* **RECORDS TO PROCESS**:
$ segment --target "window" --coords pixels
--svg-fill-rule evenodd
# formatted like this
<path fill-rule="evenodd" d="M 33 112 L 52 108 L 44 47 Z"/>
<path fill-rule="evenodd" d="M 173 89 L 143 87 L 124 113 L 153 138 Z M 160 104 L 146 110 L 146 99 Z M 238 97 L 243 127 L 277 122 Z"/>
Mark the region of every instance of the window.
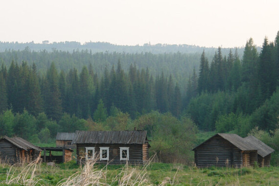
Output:
<path fill-rule="evenodd" d="M 85 147 L 86 160 L 93 160 L 95 155 L 95 147 Z"/>
<path fill-rule="evenodd" d="M 109 160 L 109 148 L 100 147 L 100 160 Z"/>
<path fill-rule="evenodd" d="M 129 160 L 129 147 L 120 148 L 120 160 Z"/>

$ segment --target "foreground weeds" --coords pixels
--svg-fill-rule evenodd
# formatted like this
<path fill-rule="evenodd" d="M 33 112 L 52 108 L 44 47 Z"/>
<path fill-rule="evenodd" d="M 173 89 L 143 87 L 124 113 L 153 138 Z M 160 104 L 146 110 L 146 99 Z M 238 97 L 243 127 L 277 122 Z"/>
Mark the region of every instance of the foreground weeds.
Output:
<path fill-rule="evenodd" d="M 278 186 L 279 167 L 197 168 L 150 163 L 144 166 L 104 165 L 88 161 L 0 165 L 2 186 Z"/>

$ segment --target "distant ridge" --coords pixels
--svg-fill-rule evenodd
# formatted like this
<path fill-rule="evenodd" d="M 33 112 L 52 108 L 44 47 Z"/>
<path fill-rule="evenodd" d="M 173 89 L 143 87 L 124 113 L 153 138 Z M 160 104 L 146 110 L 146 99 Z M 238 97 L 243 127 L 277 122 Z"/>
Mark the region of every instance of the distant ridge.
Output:
<path fill-rule="evenodd" d="M 93 53 L 96 52 L 126 52 L 136 53 L 151 52 L 154 54 L 164 53 L 176 53 L 180 52 L 184 53 L 202 53 L 205 50 L 206 52 L 211 53 L 216 51 L 217 48 L 206 47 L 194 45 L 169 45 L 157 44 L 151 45 L 145 44 L 143 46 L 124 46 L 112 44 L 107 42 L 88 42 L 82 44 L 79 42 L 61 42 L 49 43 L 48 41 L 43 41 L 42 43 L 3 42 L 0 41 L 0 52 L 6 50 L 23 50 L 26 47 L 31 51 L 38 51 L 46 50 L 50 52 L 53 50 L 72 52 L 74 50 L 81 51 L 86 50 Z M 222 48 L 225 53 L 229 53 L 230 48 Z M 260 49 L 260 48 L 259 48 Z M 242 53 L 244 48 L 238 48 L 239 53 Z M 233 50 L 234 51 L 234 50 Z"/>

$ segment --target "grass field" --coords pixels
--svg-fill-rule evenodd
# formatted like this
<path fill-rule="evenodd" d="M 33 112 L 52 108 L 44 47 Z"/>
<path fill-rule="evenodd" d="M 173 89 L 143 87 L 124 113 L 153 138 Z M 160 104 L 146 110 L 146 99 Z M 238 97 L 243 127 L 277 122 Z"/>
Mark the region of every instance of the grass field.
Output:
<path fill-rule="evenodd" d="M 74 161 L 54 166 L 1 164 L 0 185 L 278 186 L 279 167 L 200 169 L 158 163 L 142 166 L 94 162 L 80 167 Z"/>

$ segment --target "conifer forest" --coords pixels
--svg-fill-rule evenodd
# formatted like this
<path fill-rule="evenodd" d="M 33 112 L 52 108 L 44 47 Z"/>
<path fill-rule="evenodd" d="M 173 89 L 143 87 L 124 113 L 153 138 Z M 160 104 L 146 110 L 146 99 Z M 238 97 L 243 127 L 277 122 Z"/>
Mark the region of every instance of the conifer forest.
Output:
<path fill-rule="evenodd" d="M 6 44 L 0 136 L 47 142 L 57 132 L 136 127 L 147 130 L 155 151 L 169 148 L 160 157 L 165 162 L 188 154 L 198 131 L 279 137 L 279 32 L 274 41 L 263 38 L 260 48 L 251 38 L 243 48 L 187 46 L 188 53 L 160 52 L 158 46 L 157 52 L 131 46 L 125 53 Z"/>

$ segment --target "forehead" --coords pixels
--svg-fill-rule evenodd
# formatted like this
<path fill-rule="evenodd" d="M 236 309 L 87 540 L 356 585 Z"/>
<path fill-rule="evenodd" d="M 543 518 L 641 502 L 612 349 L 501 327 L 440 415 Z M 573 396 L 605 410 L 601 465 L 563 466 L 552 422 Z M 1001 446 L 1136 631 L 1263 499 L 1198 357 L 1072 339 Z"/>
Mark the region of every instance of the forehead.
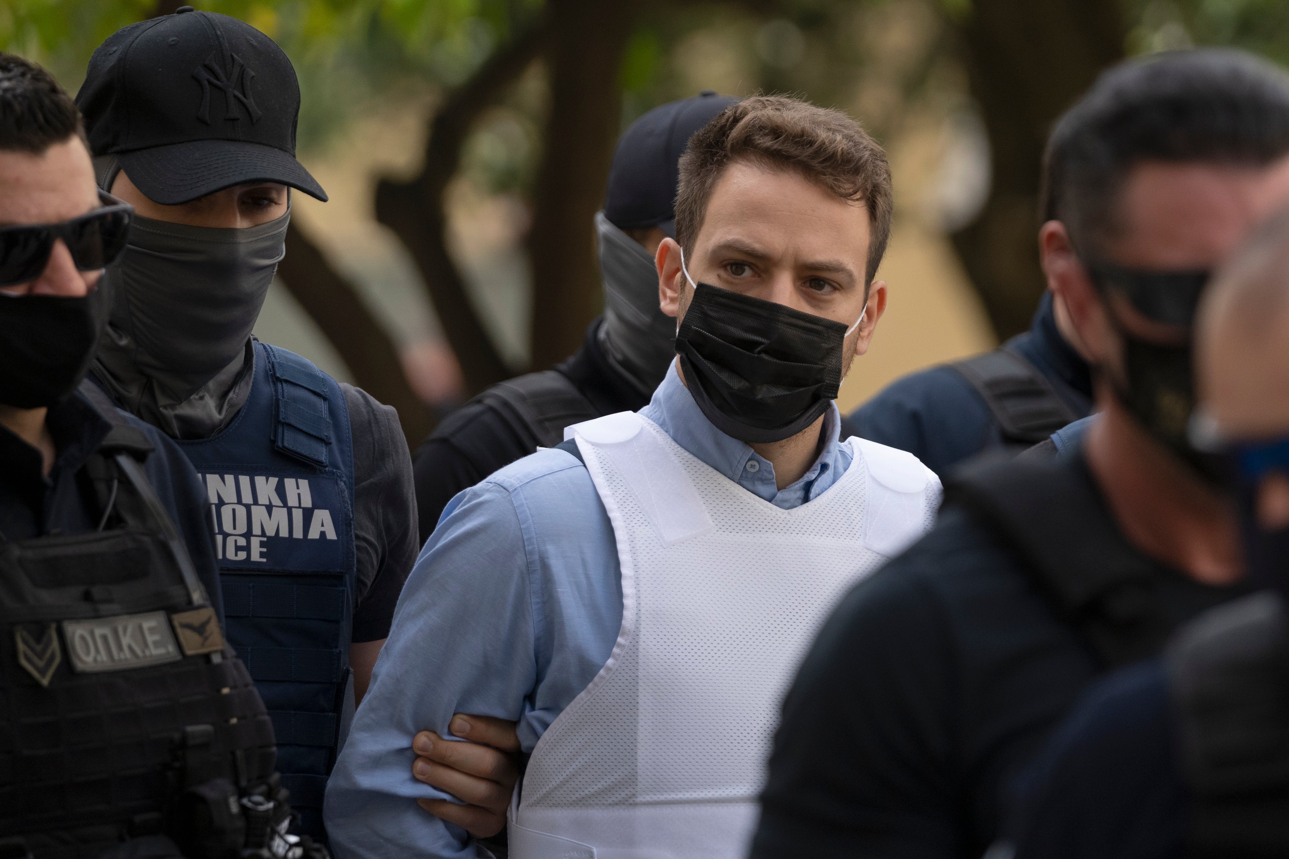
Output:
<path fill-rule="evenodd" d="M 1134 268 L 1213 268 L 1285 202 L 1289 157 L 1265 167 L 1142 162 L 1119 192 L 1106 250 Z"/>
<path fill-rule="evenodd" d="M 731 240 L 771 256 L 840 258 L 862 274 L 869 212 L 795 171 L 736 161 L 717 179 L 696 237 L 703 246 Z"/>
<path fill-rule="evenodd" d="M 80 138 L 40 155 L 0 151 L 0 225 L 67 220 L 97 202 L 94 166 Z"/>
<path fill-rule="evenodd" d="M 1200 326 L 1200 395 L 1230 438 L 1289 434 L 1289 305 L 1253 318 L 1236 300 Z"/>

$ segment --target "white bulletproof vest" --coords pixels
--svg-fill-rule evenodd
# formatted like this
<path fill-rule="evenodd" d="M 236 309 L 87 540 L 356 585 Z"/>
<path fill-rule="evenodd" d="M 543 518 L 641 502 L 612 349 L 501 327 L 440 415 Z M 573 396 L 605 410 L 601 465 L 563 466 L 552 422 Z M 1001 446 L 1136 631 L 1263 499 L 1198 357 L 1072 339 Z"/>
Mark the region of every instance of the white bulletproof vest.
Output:
<path fill-rule="evenodd" d="M 940 480 L 848 439 L 826 492 L 781 510 L 632 412 L 570 426 L 608 511 L 623 626 L 532 751 L 514 859 L 735 859 L 779 707 L 849 586 L 932 524 Z"/>

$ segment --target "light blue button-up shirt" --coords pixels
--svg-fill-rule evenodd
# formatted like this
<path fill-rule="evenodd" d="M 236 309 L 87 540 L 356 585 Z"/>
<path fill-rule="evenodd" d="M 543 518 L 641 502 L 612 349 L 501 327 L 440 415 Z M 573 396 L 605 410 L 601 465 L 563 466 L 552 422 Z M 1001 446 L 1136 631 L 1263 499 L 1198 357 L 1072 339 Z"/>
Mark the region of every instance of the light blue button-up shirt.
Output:
<path fill-rule="evenodd" d="M 641 415 L 785 510 L 825 492 L 851 465 L 833 406 L 819 458 L 776 488 L 773 465 L 712 425 L 674 363 Z M 499 716 L 518 720 L 531 752 L 608 661 L 621 622 L 614 529 L 575 457 L 538 451 L 452 498 L 398 598 L 327 784 L 327 835 L 339 859 L 477 855 L 463 829 L 416 805 L 446 795 L 412 778 L 412 737 L 450 737 L 458 712 Z"/>

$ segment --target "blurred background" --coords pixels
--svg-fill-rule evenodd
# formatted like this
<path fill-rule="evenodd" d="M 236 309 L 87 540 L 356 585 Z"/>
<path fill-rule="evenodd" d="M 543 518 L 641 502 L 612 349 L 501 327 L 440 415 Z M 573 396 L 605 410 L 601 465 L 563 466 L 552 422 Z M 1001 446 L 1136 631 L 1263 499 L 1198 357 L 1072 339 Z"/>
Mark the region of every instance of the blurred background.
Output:
<path fill-rule="evenodd" d="M 3 0 L 0 49 L 75 93 L 93 49 L 178 0 Z M 549 367 L 601 310 L 592 218 L 617 134 L 713 89 L 790 93 L 886 147 L 889 308 L 843 411 L 1029 326 L 1043 142 L 1106 66 L 1190 45 L 1289 61 L 1284 0 L 196 0 L 300 79 L 293 197 L 257 334 L 400 413 L 416 446 Z"/>

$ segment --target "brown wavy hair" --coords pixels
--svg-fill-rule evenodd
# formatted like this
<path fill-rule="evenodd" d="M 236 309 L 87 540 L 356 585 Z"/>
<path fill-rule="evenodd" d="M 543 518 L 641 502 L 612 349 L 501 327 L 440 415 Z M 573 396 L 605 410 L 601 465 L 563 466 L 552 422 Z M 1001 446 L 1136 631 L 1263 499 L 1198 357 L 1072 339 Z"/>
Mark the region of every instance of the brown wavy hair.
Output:
<path fill-rule="evenodd" d="M 721 111 L 681 156 L 675 238 L 686 250 L 703 227 L 712 189 L 736 161 L 790 170 L 842 200 L 862 202 L 870 227 L 865 285 L 873 282 L 891 237 L 891 165 L 858 122 L 786 95 L 753 95 Z"/>

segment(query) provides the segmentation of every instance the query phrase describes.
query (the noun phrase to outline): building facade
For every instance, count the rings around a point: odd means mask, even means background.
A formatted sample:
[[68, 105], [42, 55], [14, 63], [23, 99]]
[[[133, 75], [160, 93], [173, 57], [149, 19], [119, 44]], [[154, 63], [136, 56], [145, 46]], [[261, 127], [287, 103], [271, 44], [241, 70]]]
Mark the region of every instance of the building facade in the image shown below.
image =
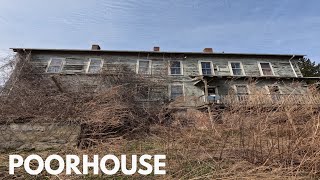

* **PROBLEM TO SOLVE**:
Copy the records again, requests included, from their start through the line containing "129 160 L 129", and add 29 to every coordinate in the answer outlines. Leave the pictures out.

* **TASK RESULT**:
$ segment --target "window" --coords pixels
--svg-fill-rule evenodd
# formatted like this
<path fill-rule="evenodd" d="M 33 112 L 52 108 L 44 47 Z"/>
<path fill-rule="evenodd" d="M 173 89 L 143 87 L 124 113 L 153 138 Z M 160 104 L 146 110 L 146 99 Z M 238 97 L 243 127 L 277 122 Z"/>
Mark the region of every instance of the window.
Output:
<path fill-rule="evenodd" d="M 114 176 L 115 189 L 122 189 L 124 184 L 124 176 Z"/>
<path fill-rule="evenodd" d="M 138 189 L 138 177 L 129 176 L 129 189 Z"/>
<path fill-rule="evenodd" d="M 158 189 L 158 176 L 149 177 L 149 189 Z"/>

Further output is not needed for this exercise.